=== SHORT EXERCISE ===
Reproduce verbatim the rows below, from the line with "Report x and y for each instance of the silver" to the line with "x=449, y=161", including both of those lines.
────────────────────────────────────────
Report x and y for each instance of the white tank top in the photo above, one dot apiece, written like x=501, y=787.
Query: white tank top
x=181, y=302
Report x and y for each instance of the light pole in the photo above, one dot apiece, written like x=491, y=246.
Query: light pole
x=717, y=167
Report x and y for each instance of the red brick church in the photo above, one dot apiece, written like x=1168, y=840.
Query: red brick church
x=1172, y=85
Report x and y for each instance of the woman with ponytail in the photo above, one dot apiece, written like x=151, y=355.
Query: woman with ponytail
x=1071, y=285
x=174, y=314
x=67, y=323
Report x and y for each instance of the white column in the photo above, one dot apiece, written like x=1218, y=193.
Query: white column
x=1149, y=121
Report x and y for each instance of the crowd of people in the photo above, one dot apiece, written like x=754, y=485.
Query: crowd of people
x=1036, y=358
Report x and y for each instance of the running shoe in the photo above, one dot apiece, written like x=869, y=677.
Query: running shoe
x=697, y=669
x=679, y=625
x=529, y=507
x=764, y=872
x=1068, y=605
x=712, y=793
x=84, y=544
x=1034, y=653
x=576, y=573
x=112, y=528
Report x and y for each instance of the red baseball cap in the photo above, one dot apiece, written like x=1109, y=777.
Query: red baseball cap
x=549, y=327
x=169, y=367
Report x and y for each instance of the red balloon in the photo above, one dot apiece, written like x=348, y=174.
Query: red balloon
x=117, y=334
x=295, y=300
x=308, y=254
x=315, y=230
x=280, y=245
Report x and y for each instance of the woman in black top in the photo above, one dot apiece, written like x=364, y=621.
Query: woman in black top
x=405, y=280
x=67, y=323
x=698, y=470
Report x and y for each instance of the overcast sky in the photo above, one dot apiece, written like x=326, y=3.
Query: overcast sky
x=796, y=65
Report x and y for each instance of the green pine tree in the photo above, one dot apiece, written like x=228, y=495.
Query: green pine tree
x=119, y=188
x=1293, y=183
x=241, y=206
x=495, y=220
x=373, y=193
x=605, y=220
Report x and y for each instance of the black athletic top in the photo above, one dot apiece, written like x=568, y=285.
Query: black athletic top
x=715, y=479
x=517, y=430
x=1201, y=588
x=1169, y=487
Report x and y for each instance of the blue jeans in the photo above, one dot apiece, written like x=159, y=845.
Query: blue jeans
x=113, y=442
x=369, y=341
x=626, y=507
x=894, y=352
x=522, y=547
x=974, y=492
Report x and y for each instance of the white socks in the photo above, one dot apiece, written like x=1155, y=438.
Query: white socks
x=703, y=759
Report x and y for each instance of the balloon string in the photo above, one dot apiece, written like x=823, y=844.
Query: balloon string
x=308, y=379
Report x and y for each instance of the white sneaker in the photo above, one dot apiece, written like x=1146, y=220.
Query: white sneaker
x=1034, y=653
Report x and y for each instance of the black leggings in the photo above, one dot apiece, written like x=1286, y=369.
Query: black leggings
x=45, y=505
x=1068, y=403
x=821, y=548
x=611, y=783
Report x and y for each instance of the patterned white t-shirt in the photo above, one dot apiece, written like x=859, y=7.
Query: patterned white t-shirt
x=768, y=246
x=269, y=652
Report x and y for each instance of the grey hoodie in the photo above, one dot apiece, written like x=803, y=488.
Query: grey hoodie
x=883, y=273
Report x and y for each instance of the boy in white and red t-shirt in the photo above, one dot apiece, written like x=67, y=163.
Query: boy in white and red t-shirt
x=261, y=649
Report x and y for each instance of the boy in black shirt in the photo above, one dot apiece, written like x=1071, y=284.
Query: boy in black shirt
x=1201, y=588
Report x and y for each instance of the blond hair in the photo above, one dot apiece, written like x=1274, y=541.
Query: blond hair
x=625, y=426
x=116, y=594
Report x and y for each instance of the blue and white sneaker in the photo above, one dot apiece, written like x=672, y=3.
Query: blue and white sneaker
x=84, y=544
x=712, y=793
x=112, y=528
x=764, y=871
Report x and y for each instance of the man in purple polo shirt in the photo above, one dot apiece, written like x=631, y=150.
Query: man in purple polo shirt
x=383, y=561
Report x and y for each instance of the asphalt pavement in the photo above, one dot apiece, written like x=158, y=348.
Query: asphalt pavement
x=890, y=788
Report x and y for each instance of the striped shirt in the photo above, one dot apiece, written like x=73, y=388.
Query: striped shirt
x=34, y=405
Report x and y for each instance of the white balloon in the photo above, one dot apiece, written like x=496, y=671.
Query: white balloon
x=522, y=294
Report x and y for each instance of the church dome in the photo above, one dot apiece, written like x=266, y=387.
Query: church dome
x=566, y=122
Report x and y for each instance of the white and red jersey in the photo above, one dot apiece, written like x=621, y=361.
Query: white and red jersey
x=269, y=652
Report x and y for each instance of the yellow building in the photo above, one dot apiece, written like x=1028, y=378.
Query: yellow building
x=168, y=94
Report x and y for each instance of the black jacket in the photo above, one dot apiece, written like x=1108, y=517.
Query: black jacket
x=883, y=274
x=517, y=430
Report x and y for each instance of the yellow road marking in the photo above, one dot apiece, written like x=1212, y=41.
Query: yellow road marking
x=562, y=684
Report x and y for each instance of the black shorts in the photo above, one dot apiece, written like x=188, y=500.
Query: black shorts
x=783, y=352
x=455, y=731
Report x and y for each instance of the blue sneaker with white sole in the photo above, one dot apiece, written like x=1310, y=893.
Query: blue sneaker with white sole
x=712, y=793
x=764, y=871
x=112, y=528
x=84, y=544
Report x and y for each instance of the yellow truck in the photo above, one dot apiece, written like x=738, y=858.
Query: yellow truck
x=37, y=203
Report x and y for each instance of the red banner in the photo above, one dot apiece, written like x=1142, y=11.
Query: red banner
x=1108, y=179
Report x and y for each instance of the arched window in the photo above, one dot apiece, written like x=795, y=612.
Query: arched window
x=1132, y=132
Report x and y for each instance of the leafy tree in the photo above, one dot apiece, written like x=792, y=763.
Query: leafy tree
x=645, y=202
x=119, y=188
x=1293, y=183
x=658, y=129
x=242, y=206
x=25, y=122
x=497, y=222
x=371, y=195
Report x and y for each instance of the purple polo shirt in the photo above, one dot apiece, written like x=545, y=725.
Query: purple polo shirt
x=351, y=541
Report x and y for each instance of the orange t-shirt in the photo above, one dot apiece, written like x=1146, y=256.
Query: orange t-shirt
────────────────────────────────────────
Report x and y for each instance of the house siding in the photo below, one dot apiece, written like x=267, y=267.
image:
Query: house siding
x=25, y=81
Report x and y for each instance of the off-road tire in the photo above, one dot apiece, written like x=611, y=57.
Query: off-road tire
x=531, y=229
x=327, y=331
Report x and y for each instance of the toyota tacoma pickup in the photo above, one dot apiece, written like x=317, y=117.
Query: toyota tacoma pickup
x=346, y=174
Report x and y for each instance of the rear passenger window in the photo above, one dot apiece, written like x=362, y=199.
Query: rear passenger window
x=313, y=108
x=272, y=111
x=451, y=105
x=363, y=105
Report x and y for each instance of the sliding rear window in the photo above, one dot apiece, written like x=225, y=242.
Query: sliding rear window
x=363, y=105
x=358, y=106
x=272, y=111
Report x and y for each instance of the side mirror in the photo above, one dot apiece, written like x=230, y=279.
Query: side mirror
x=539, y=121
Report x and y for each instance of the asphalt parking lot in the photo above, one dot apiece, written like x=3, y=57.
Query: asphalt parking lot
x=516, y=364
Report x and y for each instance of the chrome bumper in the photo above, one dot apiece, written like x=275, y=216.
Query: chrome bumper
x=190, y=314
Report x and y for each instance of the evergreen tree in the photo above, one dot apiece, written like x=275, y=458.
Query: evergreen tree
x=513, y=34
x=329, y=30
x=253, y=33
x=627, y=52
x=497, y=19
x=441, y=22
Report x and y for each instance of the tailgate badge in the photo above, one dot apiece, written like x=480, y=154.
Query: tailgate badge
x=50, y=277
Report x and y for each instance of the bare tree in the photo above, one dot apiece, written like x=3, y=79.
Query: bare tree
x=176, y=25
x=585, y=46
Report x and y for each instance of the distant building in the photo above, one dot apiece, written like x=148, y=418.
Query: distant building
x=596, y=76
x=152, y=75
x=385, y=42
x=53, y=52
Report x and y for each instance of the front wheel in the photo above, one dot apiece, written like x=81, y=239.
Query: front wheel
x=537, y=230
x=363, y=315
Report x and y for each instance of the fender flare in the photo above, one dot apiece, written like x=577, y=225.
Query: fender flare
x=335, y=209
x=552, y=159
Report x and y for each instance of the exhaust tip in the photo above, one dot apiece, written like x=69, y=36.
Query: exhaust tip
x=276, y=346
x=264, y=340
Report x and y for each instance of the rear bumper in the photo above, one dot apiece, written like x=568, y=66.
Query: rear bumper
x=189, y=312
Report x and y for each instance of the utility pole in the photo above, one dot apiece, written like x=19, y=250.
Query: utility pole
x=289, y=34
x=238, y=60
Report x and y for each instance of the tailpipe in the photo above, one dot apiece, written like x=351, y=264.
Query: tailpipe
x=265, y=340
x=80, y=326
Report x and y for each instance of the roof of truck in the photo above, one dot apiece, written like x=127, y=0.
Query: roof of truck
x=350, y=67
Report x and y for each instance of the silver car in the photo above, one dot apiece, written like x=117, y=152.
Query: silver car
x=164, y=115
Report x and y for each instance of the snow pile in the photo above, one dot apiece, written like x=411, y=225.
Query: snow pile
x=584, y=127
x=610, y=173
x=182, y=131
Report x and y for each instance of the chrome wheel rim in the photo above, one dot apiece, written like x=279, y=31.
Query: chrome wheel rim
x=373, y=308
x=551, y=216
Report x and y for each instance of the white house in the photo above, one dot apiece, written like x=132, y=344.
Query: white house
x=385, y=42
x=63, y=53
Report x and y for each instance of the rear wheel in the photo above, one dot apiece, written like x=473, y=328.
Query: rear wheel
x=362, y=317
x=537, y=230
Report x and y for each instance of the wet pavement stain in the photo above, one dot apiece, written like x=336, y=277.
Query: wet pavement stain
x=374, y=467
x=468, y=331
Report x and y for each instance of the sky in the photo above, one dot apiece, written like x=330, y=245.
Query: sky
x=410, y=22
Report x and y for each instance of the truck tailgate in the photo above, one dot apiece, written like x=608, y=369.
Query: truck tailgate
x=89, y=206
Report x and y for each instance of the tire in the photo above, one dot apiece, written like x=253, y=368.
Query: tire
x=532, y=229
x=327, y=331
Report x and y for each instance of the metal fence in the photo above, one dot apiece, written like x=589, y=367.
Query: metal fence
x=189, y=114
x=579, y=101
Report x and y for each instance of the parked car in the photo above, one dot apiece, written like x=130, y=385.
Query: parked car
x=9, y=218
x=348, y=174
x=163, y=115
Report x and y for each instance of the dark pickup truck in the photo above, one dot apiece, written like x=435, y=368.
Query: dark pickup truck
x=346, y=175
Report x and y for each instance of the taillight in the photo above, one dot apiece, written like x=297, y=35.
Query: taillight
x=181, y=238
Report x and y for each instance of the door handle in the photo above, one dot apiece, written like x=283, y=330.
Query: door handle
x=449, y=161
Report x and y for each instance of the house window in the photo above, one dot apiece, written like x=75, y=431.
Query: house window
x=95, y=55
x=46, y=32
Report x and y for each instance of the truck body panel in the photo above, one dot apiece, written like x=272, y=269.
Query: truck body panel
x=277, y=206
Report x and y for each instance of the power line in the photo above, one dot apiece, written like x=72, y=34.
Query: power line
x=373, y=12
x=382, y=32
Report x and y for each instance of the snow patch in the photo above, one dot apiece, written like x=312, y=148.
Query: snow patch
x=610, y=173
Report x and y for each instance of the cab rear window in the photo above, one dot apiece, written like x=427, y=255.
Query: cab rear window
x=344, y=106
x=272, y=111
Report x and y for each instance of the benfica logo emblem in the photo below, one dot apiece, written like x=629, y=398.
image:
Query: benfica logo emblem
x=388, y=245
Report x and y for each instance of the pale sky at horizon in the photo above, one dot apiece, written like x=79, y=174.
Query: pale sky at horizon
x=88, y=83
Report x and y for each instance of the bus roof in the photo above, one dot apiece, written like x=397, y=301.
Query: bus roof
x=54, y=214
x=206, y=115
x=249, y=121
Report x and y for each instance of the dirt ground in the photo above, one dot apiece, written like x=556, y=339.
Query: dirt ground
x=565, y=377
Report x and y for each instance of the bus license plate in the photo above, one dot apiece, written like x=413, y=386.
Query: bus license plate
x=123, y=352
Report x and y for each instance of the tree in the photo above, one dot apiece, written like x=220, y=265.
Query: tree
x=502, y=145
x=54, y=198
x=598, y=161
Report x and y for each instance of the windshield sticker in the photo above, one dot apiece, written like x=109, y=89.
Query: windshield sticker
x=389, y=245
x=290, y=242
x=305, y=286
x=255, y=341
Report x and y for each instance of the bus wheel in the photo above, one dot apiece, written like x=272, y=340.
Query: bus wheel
────────────────────────────────────────
=== FULL SOLUTION ===
Report x and y for each instance of the silver car in the photo above, one dot apiece, written like x=117, y=152.
Query: silver car
x=164, y=115
Report x and y for each instance of the snow pile in the photo above, one dot apiece, written like x=411, y=225.
Query: snow pile
x=584, y=127
x=610, y=173
x=182, y=131
Report x and y for each instance of the chrome wheel rim in the photo above, one dot apiece, written like x=279, y=31.
Query: chrome wheel rim
x=373, y=308
x=551, y=216
Report x and y for each instance of the white house in the photo above, one dot apiece, written like x=132, y=344.
Query: white house
x=385, y=42
x=63, y=53
Report x and y for each instance of the rear wheel in the photo above, one dot apiece, written like x=473, y=328.
Query: rear wheel
x=362, y=317
x=537, y=230
Report x and y for each instance of the wet pavement stain in the photo above, one dot apiece, written like x=336, y=277.
Query: wet pavement stain
x=374, y=467
x=468, y=331
Report x and y for each instance of the sky in the photo above, one dot apiece, written like x=330, y=245.
Query: sky
x=410, y=22
Report x and y for each instance of the truck tailgate in the photo above, one dot apiece, written like x=608, y=369.
Query: truck tailgate
x=89, y=206
Report x and y for each instance of the tire in the photo above, one dot apiece, written like x=253, y=368.
Query: tire
x=532, y=229
x=327, y=331
Report x and y for each instance of the metal fence in the photo above, one dot apiece, written like x=589, y=367.
Query: metal fence
x=189, y=114
x=579, y=101
Report x and y for each instance of the parked car in the photo above, one dot apiece, written like x=130, y=385.
Query: parked car
x=9, y=218
x=348, y=174
x=163, y=115
Report x and y for each instance of the dark pickup truck in the photo above, one dot apiece, written like x=435, y=368.
Query: dark pickup truck
x=346, y=175
Report x and y for each instance of the taillight in the photo above, one dot apiece, written like x=297, y=35.
Query: taillight
x=181, y=238
Report x and y for each instance of the door handle in the photo above, one dot apiece, written like x=283, y=330.
Query: door handle
x=449, y=161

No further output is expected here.